Latent Dirichlet Allocation in R.
Theses / Institute for Statistics and Mathematics, 2.
WU Vienna University of Economics and Business, Vienna.
Topic models are a new research field within the computer sciences information retrieval and text mining. They are generative probabilistic models of text corpora inferred by machine learning and they can be used for retrieval and text mining tasks. The most prominent topic model is latent Dirichlet allocation (LDA), which was introduced in 2003 by Blei et al. and has since then sparked off the development of other topic models for domain-specific purposes.
This thesis focuses on LDA's practical application. Its main goal is the replication of the data analyses from the 2004 LDA paper ``Finding scientific topics'' by Thomas Griffiths and Mark Steyvers within the framework of the R statistical programming language and the R~package topicmodels by Bettina Grün and Kurt Hornik. The complete process, including extraction of a text corpus from the PNAS journal's website, data preprocessing, transformation into a document-term matrix, model selection, model estimation, as well as presentation of the results, is fully documented and commented. The outcome closely matches the analyses of the original paper, therefore the research by Griffiths/Steyvers can be reproduced. Furthermore, this thesis proves the suitability of the R environment for text mining with LDA. (author's abstract)

* Tasks for this exercise:
1. Retype the part of the LDA thesis abstract that begins at the words "Theses / Institute" and stops after "for domain-specific purposes.".
2. According to the LDA thesis abstract, which R package was used to replicate the data analyses, and who created it?

* Point annotation dataset records:
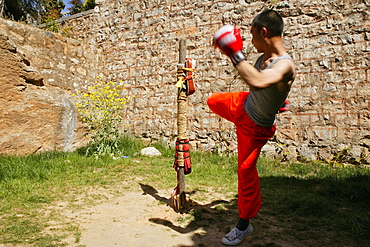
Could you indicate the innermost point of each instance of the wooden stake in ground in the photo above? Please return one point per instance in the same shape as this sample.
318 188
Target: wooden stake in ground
180 202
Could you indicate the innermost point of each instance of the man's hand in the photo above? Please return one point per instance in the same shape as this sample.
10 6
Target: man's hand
228 39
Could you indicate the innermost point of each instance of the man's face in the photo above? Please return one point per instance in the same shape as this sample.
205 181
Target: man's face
257 38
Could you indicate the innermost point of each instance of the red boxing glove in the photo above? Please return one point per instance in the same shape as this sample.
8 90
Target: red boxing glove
228 39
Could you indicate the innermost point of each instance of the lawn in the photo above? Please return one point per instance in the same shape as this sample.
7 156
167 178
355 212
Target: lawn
312 204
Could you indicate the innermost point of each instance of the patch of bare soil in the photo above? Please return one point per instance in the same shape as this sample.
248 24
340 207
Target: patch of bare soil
142 217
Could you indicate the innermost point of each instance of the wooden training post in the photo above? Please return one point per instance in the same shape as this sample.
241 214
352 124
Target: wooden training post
180 202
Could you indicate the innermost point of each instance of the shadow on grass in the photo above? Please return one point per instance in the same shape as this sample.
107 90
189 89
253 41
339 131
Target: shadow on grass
215 215
295 212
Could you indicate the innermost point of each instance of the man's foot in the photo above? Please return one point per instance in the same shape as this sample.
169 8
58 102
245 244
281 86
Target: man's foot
235 236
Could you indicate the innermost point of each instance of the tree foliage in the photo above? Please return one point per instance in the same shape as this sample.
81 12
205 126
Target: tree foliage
21 9
51 9
78 6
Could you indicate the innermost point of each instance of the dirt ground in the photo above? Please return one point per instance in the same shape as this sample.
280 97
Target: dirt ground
142 217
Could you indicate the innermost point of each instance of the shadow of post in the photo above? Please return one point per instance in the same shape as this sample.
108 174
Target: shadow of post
217 217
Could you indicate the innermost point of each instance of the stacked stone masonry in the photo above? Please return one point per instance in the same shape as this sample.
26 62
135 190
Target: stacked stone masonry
328 40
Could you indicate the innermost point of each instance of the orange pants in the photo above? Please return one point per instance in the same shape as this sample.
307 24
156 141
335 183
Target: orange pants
251 138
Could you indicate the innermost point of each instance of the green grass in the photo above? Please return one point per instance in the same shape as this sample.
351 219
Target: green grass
313 204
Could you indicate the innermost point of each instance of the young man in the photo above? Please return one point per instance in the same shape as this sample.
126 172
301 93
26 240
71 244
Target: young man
253 112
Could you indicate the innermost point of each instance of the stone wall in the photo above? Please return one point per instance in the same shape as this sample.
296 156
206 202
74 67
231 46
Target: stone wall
38 70
329 41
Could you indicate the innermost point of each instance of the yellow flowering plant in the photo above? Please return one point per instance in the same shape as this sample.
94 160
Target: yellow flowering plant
102 108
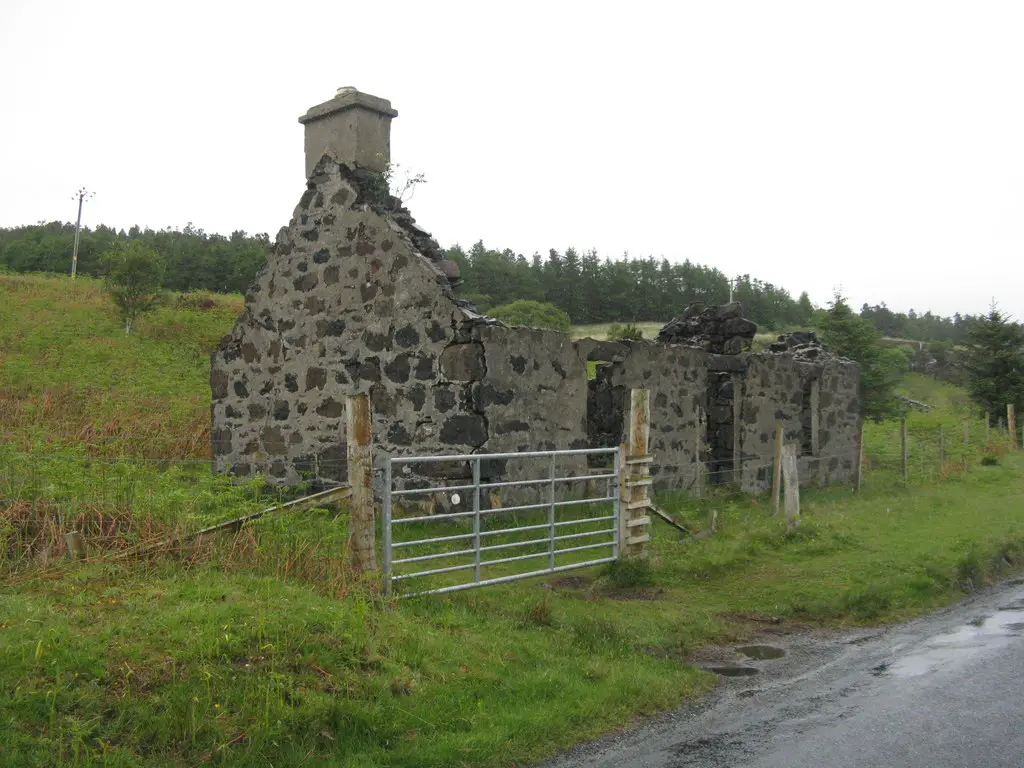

* Task-by-task outputs:
1.
Theses / Institute for Statistics and Mathematics, 2.
WU Vienna University of Economics and Business, Vienna.
Topic models are a new research field within the computer sciences information retrieval and text mining. They are generative probabilistic models of text corpora inferred by machine learning and they can be used for retrieval and text mining tasks. The most prominent topic model is latent Dirichlet allocation (LDA), which was introduced in 2003 by Blei et al. and has since then sparked off the development of other topic models for domain-specific purposes.

2. The topicmodels package, by Bettina Grün and Kurt Hornik.